Кинопремьера на НТВ

Лору Палмер создатель саги о Голубковых любит больше, чем просто Марию

       Сегодня, в День бывшего советского кино, канал НТВ показывает фильм Бахыта Килибаева "Гонгофер". Имя режиссера мало что говорит непосвященному зрителю. Вместе с тем Бахыт Килибаев имеет отношение к двум мифологическим явлениям пост-социалистической экранной культуры. В соавторстве с Александром Барановым он написал сценарий знаменитой "Иглы", а позднее и уже в одиночку возглавил рекламный проект МММ — мини-сериал, не без оснований претендующий на звание первой российской мыльной оперы.
       
       "Игла" появилась на заре перестройки. Сага о Лене Голубкове — в разгар послеперестроечного накопления капитала. Каждая эпоха получила свое. Горбачевский романтизм выразился в фигуре последнего героя, денди, рок-мена и каратиста, одетого в черное и требующего перемен. Клан Николая Фомича и Елизаветы Андреевны зримо явил плоды перемен, удачливых рантье, скромное обаяние нарождающейся буржуазии. Сообразно задачам и духу времени "Игла" адресовалась тинейджерам и разыгрывалась в ритме нью-вэйв. Телероман МММ озвучен нэпманской "Рио-Ритой" и взывает к мидлклассу, держателям акций и ежевечерним телезрителям.
       Романтические ценности сменились консервативными. Супермен уступил место обыкновенному человеку, вовремя прикипевшему к выгодному дельцу. Давно, впрочем, известно, что социальные инструкции лучше всего усваиваются в форме всенародной сказки. Сказкой была "Игла", умножившая входящие в моду субкультурные "феньки" на классические ходы стильного триллера. Схожим образом сквозь обобщенные черты Лени Голубкова видна вечная физиономия Ивана-Дурака, который и сам разбогател и народ за собой повел (так на страницах "Комсомольской правды" охарактеризовал своего персонажа артист Владимир Пермяков). Сама будучи утопией, перестройка картинно чуралась мифотворчества, поэтому "невсамделишняя" стихия "Иглы" вынуждена была маскироваться молодежно-постмодернистским задором. Время все расставило по местам: с легкой руки Килибаева полпреды МММ вышли на труднопредсказуемые просторы масс-медиа, так что теперь положительно не понятно, где кончаются интересы заказчика и начинается бескорыстное обожание всей страны.

**ИСХОДНЫЕ ДАННЫЕ:**
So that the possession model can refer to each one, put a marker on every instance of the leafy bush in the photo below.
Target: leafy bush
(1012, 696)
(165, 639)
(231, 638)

**ЗАДАНИЯ К ВЫПОЛНЕНИЮ:**
**a)** С кем Бахыт Килибаев написал сценарий «Иглы», согласно статье о премьере «Гонгофера» на НТВ?
**b)** Продолжите статью о премьере «Гонгофера» на НТВ, начиная сразу после её последнего предложения.

**РЕШЁННЫЕ ЗАДАНИЯ:**
**a)** С Александром Барановым.

**b)**
       Сказка ложь, да в ней намек. Эту тривиальную истину можно переформулировать иначе. Самовыражаясь в сказке, время нуждается не столько в намеке, сколько во лжи. "Гонгофер" демонстрирует самую бескорыстную ипостась Килибаева — сказочника и лжеца, а заодно и самую лихую фантазию трагически распавшегося дуэта сценаристов Петра Луцика и Алексея Саморядова, сообща творивших в жанре постиндустриального лубка. Архаический конструкт фольклорной страшилки вольно и прихотливо смешивается с давними и новейшими мифами, культурной инерцией и обескураживающим буквализмом режиссерского почерка. По улицам ночной Москвы шастают ведьмы, тайные дела вершатся в павильонах ВДНХ, храпят кони в час лунного затмения, демоны и оборотни прячутся за блочными стенами "спального" района. Пара удалых казаков — стар и млад — снаряжаются в столицу, дабы совершить ритуальное убийство призового кабана по кличке Гонгофер и вернуть тем самым глаза, похищенные у доверчивого хлопца роковой красоткой... Жуткая история поведана режиссером и сценаристами в жанре "байки с подходцем". В жанре неканоническом, но впечатляющем, поскольку в нем соединяются здоровый градус плебейского беспредела с элитной микстурой из мифов и табу.
       Розыгрыш мифологии-идеологии средствами сказки так и не удался отечественному постмодернизму. Возможно, Бахыт Килибаев продвинулся в этом направлении дальше остальных. И прежде всего потому, что одним из первых отыскал ироническое отстранение не в трех соснах интеллектуального междусобойчика, а в дремучих дебрях коллективной души. Нечто подобное удавалось разве что петербургским некрореалистам, да и то лишь на раннем этапе, не опороченном авторской манерой и публичным признанием. Дурацкая, в сущности, побасенка рассказана Килибаевым как будто всерьез, без особых умствований и претензий. Все высоколобые радости домашнего постмодерна бледнеют рядом с одним-единственным явлением Виктории Руффо в лебедином куплете гимна АО "МММ", образе сбывшегося волшебства и состоявшегося чуда.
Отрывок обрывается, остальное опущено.